(Point-based annotation data)
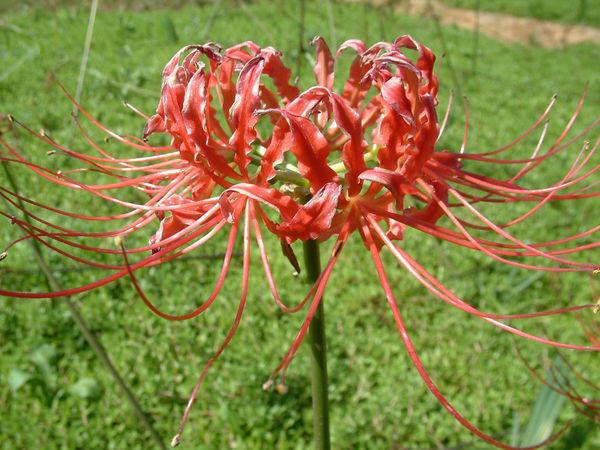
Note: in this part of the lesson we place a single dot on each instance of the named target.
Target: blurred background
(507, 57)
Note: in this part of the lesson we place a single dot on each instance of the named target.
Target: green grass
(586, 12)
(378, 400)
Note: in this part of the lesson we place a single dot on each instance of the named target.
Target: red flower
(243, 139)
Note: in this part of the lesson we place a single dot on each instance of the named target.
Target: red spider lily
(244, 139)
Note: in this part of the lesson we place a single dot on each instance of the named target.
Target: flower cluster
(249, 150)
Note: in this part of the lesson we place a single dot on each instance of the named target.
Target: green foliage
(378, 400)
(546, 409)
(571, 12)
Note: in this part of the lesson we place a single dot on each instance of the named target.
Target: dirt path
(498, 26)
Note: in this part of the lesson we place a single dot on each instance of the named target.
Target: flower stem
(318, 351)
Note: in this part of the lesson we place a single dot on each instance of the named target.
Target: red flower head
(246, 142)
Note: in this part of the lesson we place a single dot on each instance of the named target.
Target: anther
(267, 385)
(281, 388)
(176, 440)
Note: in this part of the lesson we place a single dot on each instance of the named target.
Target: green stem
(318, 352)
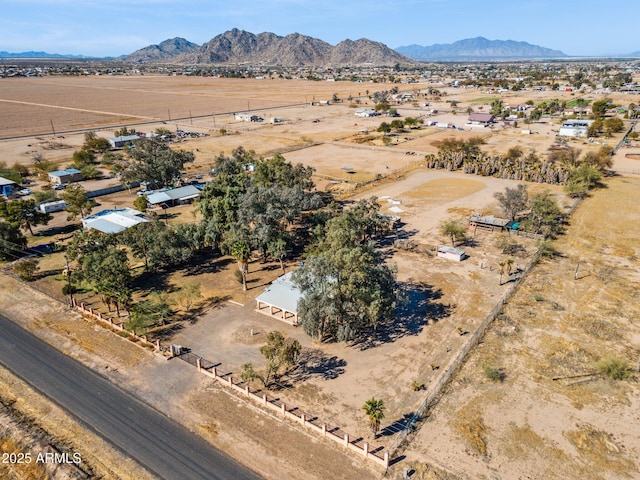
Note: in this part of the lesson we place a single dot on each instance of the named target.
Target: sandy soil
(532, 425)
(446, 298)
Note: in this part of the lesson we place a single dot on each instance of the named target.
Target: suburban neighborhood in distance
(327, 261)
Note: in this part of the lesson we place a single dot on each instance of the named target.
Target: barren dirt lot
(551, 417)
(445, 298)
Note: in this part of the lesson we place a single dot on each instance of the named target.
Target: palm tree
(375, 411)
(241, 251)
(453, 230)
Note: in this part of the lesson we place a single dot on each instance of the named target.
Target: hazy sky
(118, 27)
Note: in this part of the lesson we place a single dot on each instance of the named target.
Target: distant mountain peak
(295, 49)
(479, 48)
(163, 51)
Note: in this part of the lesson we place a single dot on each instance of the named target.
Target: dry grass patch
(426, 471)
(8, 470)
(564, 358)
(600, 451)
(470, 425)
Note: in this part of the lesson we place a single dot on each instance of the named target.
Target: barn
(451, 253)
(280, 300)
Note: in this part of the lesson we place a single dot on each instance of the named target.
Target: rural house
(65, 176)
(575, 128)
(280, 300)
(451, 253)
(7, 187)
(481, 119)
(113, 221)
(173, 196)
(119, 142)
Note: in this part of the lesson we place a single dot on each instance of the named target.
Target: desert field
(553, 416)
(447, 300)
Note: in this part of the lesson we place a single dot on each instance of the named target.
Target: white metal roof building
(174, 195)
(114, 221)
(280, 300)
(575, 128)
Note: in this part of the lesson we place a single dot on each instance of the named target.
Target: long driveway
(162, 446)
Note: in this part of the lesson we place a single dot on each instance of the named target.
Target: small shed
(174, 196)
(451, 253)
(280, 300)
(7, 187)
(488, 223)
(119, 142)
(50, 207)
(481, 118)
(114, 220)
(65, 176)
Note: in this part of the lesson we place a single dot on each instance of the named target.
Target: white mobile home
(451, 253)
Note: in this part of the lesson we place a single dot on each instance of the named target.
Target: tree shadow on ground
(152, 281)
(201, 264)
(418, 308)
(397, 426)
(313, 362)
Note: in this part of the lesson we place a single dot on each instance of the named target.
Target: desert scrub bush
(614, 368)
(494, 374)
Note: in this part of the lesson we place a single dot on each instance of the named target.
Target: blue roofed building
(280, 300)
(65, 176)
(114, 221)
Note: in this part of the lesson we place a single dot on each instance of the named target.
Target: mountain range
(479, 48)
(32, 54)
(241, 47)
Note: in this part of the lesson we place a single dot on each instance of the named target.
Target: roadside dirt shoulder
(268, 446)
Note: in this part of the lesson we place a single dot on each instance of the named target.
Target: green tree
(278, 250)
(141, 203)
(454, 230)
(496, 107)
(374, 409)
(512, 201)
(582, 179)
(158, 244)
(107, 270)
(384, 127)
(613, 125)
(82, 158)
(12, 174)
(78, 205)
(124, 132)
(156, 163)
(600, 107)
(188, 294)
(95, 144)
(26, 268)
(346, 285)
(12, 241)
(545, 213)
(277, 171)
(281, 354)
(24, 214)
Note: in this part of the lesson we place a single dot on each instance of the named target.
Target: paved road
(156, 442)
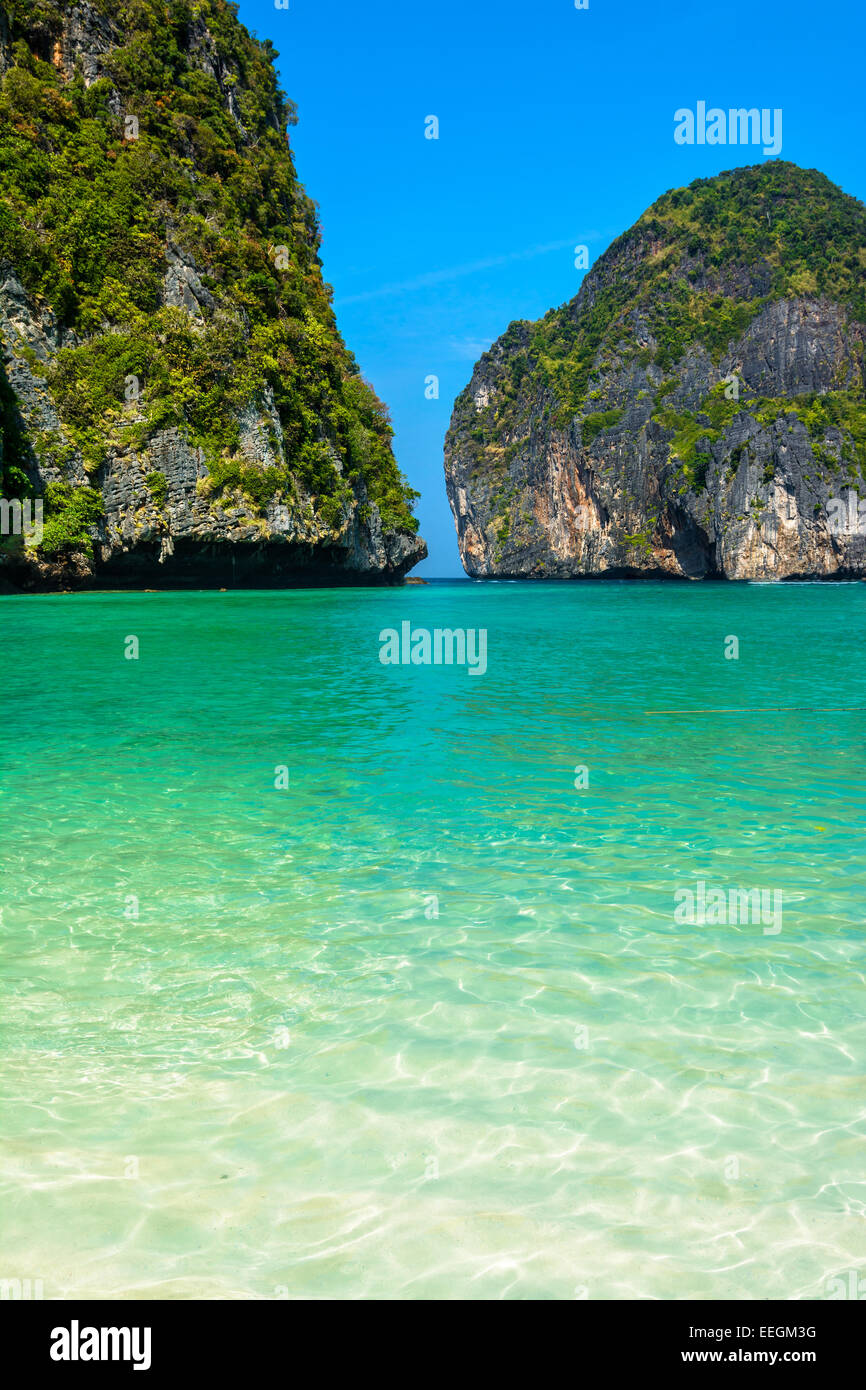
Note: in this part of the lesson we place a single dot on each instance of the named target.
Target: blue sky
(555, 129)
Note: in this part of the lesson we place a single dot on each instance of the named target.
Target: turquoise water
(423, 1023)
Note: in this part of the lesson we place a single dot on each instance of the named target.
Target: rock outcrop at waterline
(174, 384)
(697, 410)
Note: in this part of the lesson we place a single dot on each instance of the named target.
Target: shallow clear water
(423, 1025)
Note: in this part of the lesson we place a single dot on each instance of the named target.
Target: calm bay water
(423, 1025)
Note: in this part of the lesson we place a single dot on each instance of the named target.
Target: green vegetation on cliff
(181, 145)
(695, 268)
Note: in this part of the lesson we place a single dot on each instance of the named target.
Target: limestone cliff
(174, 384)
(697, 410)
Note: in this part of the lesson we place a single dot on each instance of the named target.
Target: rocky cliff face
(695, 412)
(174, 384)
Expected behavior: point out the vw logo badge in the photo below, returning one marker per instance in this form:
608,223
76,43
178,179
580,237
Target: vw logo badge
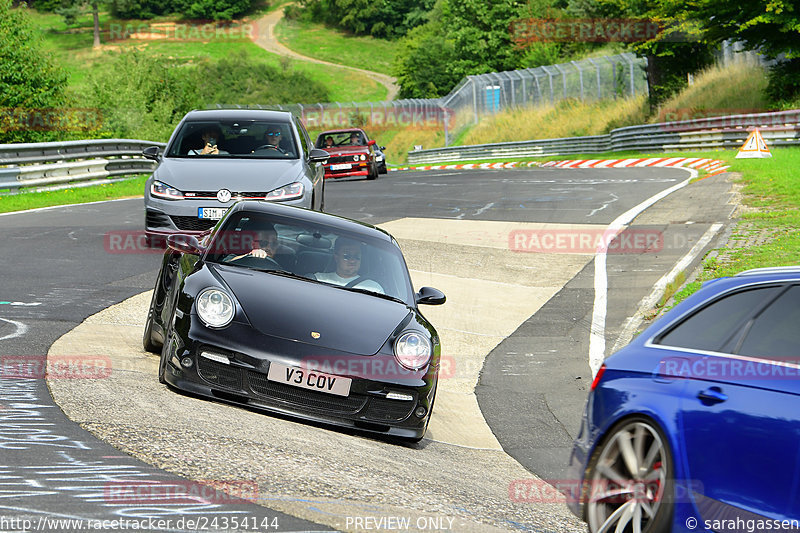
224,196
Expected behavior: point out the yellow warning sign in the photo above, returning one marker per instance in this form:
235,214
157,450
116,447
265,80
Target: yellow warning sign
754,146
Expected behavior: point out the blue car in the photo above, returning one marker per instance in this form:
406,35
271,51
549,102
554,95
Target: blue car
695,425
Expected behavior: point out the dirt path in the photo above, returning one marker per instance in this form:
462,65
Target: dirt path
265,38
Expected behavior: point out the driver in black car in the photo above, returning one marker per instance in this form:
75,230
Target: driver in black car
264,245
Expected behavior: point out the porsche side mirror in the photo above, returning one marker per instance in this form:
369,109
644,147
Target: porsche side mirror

* * *

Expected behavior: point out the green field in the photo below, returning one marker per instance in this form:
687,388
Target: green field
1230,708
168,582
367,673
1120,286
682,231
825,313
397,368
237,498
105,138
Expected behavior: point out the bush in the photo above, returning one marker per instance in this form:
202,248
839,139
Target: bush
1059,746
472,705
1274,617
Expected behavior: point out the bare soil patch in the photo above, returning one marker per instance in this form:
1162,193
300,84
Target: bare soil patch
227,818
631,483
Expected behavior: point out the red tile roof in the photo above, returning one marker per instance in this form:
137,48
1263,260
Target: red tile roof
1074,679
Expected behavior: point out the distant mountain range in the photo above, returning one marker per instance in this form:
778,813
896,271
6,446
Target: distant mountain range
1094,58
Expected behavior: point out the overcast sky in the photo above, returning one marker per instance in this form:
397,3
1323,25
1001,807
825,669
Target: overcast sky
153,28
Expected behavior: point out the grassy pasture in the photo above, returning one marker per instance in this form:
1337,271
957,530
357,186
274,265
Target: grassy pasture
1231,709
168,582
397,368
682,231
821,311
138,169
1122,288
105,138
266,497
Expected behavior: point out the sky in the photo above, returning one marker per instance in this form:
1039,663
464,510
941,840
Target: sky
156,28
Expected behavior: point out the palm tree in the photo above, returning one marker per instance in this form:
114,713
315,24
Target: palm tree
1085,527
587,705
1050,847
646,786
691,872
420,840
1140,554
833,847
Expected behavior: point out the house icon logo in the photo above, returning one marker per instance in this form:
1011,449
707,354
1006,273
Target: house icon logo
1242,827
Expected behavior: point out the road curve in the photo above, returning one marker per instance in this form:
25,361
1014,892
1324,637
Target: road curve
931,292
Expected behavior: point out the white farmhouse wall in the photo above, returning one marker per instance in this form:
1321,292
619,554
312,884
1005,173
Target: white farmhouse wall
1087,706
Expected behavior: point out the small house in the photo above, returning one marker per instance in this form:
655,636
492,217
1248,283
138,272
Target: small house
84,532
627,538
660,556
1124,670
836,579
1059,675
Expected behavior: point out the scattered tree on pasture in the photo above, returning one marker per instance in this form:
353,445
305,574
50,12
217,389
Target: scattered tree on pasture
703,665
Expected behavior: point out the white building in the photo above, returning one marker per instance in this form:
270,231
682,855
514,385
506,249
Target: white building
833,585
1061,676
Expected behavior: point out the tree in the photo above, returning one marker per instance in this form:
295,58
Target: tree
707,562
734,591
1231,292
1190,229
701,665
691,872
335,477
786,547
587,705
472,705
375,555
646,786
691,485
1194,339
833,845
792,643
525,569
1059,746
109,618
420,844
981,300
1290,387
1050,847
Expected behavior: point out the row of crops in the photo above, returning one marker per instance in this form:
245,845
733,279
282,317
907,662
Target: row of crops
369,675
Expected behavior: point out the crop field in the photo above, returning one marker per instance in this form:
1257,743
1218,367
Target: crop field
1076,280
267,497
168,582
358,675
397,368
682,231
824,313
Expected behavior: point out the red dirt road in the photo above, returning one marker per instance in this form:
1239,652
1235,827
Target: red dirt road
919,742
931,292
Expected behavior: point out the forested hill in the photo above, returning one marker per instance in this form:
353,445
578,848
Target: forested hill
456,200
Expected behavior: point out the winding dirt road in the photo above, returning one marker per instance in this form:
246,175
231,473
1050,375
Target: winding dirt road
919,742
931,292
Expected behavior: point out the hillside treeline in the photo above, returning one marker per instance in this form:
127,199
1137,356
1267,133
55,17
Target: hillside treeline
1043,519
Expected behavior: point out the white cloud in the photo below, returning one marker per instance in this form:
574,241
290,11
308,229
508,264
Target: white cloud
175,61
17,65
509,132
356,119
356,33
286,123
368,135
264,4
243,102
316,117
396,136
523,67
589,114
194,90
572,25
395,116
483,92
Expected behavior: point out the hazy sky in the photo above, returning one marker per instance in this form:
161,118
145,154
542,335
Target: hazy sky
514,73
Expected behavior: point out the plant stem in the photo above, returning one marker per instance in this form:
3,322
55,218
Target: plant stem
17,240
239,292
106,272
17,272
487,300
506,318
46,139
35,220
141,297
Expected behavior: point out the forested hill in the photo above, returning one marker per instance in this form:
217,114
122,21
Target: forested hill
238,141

> **JOB**:
Pull out every line of the material above that contains the string "farmhouse", paying attention to case.

> **FINAL RESULT**:
Expected behavior: point out the white farmhouse wall in the photo above, returning one marker per instance in this form:
Target: white farmhouse wall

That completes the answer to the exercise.